Directions →
Your answer must be a word-for-word copy of the listing, with all pictures excluded.

===== Source data =====

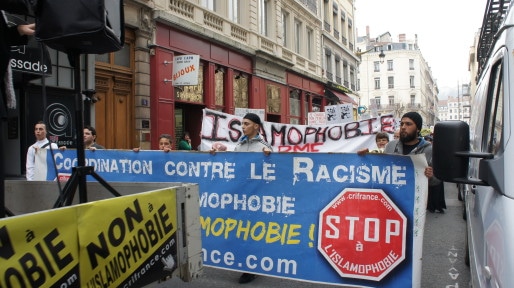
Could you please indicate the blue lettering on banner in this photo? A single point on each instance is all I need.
(260, 213)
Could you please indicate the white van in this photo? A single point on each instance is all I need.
(481, 156)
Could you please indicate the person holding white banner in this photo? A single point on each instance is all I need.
(411, 143)
(252, 141)
(41, 142)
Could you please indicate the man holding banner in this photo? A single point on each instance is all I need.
(410, 142)
(252, 141)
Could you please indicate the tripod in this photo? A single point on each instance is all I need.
(79, 173)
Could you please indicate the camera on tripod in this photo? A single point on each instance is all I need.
(80, 26)
(89, 95)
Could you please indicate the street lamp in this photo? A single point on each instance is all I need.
(381, 56)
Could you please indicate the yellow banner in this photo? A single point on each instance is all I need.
(40, 250)
(124, 241)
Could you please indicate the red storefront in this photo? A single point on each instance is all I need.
(227, 80)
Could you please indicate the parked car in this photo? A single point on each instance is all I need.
(480, 156)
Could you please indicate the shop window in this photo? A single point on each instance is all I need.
(240, 91)
(273, 99)
(191, 93)
(219, 84)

=====

Output for this exercise →
Could you please indicate the blue lettering on banner in this photo? A single point on each instance is all I need.
(260, 213)
Could you please indicate the white van in this photo? A single point on each instance is all I need.
(481, 156)
Could you please indicate the person holding white banner in this photo? A single point on each instance is all I need.
(411, 143)
(252, 141)
(41, 142)
Could you please indicate the man holding banner in this photo? A single point on each instance is all I need.
(410, 142)
(252, 141)
Could you please indicate the tripod in this photo? A single point on each instance is all I need.
(79, 173)
Could you please indicate the camera on tripod in this photo? A single point on each instance is all I need.
(80, 26)
(89, 95)
Could you please indicate the street lamp in this photo? A single point on each instance is all I need.
(381, 56)
Could you please indicate the yellow banner in this photo? A single point on each instance is all I need.
(40, 250)
(124, 241)
Could you please indicate the red storefront in this photo? A single point on each instance is all I need.
(227, 80)
Could you please indicate the parked car in this photo? A single point on each instance is all I need.
(480, 156)
Could you please indicate the shop window in this photo? A single point on each instance is all I need.
(240, 91)
(273, 99)
(191, 93)
(219, 84)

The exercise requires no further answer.